| Material to process |

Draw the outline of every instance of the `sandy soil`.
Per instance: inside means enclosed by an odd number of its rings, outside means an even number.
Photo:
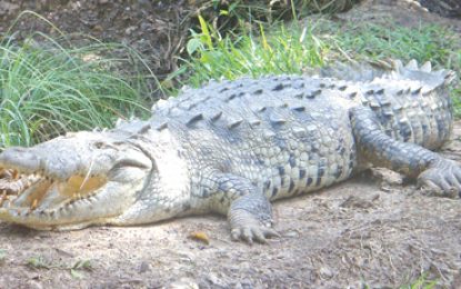
[[[459,122],[448,157],[461,160],[460,140]],[[0,288],[397,288],[422,273],[461,287],[461,201],[397,173],[367,172],[274,211],[282,237],[251,247],[232,242],[219,216],[69,232],[0,223]]]
[[[340,18],[461,28],[414,4],[375,2]],[[444,153],[461,161],[461,123]],[[232,242],[219,216],[70,232],[0,223],[0,288],[395,288],[422,275],[461,288],[460,200],[374,170],[274,210],[282,237],[252,247]]]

| Given problem |
Write out the rows above again, substituting "contour" for "outline" and changing nothing else. Leave the pictures out.

| Correct response |
Draw the contour of every instance of the `sandy soil`.
Per instance: inside means enclosed by an odd number of its rings, outside means an even number.
Photo:
[[[459,122],[448,157],[461,160],[460,140]],[[0,288],[397,288],[422,273],[461,287],[461,201],[397,173],[367,172],[274,211],[282,237],[251,247],[232,242],[219,216],[69,232],[0,223]]]
[[[340,18],[461,28],[414,4],[375,2]],[[444,153],[461,161],[461,123]],[[232,242],[219,216],[70,232],[0,223],[0,288],[395,288],[422,275],[461,288],[460,200],[374,170],[274,210],[282,237],[252,247]]]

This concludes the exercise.